- [Task prompt]:
Write out the part of the Main Street Minute newsletter that opens with "Happy Labor Day!" and closes with "understand her frustration.", swapping "Sacramento" for "Fresno".

NFIB California Main Street Minute

Date: September 07, 2020

For the legislative and political week September 7-11

Happy Labor Day! Welcome to the September 7 issue of the NFIB California Main Street Minute from your small-business-advocacy team in Sacramento.

  • Did Sen. Melissa Melendez capture the recently concluded legislative session in a word? Many understand her frustration. 
  • State Director John Kabateck met with Gov. Gavin Newsom’s senior business advisor and Small Business Advocate to discuss the signatures and vetoes small business would like to see on bills that made it to his desk.
  • Still, he doesn’t believe the state’s chief executive can resist signing Senate Bill 1383 into law, which would require employers to grant 12 workweeks of leave time to care for a broader set of relatives and to hold open those jobs for leave-takers upon their return. Too much is politically at stake for the governor to do the right thing and veto the measure. By the way, the bill also applies to businesses with five or more employees, an untraditionally low threshold.

- [Entries]:

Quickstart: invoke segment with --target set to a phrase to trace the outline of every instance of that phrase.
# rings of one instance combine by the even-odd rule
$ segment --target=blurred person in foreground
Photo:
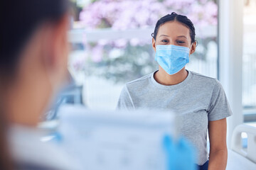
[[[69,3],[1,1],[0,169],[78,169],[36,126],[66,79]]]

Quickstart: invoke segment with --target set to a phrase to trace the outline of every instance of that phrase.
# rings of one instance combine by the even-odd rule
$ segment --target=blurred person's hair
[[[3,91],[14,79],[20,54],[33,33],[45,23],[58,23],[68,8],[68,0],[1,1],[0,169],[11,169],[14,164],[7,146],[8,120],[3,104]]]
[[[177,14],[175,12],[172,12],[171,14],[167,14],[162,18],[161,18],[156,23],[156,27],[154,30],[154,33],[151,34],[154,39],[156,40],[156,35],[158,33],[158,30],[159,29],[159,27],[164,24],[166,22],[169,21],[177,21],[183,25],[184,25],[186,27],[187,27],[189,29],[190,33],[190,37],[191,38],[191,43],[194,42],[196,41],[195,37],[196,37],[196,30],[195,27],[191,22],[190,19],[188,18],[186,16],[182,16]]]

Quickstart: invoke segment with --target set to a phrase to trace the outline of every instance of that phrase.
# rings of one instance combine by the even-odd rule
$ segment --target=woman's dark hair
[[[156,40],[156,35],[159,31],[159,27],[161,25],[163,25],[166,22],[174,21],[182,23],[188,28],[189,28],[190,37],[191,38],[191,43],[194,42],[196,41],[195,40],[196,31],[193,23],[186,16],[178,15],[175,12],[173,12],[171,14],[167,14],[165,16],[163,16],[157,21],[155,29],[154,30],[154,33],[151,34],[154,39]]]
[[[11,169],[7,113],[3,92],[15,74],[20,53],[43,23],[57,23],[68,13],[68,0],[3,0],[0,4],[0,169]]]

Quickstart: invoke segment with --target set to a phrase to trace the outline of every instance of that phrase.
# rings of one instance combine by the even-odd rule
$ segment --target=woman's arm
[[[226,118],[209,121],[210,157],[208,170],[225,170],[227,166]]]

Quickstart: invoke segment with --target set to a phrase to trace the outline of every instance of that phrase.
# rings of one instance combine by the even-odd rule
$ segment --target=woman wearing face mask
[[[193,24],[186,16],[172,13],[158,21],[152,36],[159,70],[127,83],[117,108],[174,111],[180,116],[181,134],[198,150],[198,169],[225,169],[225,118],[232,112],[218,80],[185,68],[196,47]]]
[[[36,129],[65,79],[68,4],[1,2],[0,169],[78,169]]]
...
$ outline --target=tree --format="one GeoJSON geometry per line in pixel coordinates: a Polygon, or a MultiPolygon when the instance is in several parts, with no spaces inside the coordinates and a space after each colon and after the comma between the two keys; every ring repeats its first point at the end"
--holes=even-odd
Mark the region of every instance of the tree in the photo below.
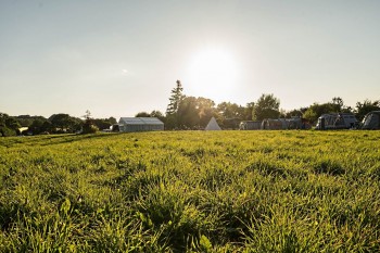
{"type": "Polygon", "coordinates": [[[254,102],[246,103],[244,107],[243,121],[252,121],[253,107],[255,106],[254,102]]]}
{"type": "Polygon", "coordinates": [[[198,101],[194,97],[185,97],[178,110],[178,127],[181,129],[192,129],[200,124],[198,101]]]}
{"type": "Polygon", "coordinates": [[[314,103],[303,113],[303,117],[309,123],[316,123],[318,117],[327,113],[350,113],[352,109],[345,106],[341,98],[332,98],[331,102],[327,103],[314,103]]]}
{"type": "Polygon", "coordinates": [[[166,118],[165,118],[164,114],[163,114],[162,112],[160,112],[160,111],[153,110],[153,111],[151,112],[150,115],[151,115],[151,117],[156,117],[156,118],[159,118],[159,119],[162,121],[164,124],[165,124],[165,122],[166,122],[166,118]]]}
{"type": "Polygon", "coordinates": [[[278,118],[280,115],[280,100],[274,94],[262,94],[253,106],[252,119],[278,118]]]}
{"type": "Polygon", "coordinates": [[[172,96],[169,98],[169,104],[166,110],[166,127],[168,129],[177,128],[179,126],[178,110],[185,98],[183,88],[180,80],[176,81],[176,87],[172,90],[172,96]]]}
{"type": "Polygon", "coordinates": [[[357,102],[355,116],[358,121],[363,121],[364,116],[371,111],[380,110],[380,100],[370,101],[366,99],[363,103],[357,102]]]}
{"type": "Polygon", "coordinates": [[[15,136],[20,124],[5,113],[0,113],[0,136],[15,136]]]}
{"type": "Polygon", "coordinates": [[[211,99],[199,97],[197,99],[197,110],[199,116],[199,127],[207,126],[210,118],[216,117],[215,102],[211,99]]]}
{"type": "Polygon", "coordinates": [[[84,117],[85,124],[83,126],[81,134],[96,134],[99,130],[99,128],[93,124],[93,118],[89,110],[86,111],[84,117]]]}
---
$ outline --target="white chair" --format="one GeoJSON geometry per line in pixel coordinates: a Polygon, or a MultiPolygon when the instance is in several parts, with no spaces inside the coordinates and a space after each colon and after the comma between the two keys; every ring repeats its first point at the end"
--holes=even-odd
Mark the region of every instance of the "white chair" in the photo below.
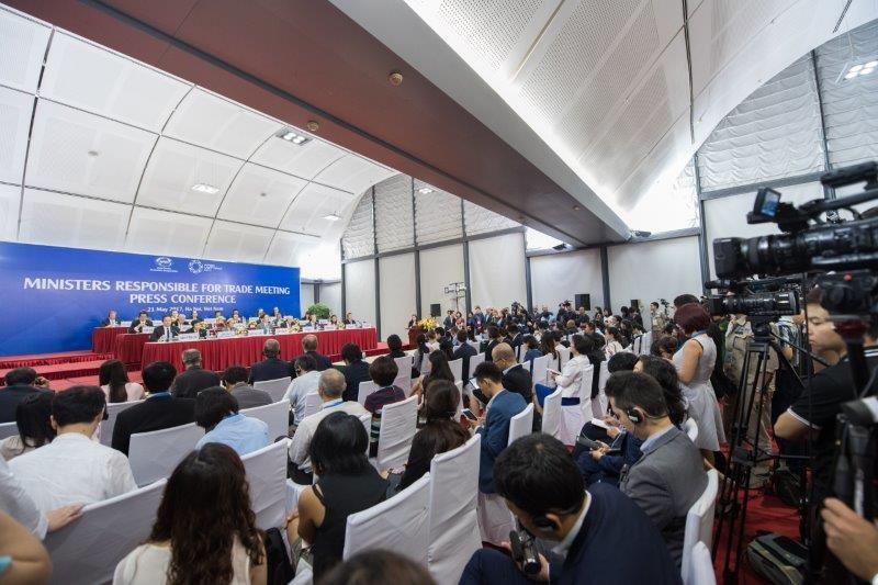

- [Correct response]:
Happy Labor Day! Welcome to the September 7 issue of the NFIB California Main Street Minute from your small-business-advocacy team in Fresno.

  • Did Sen. Melissa Melendez capture the recently concluded legislative session in a word? Many understand her frustration.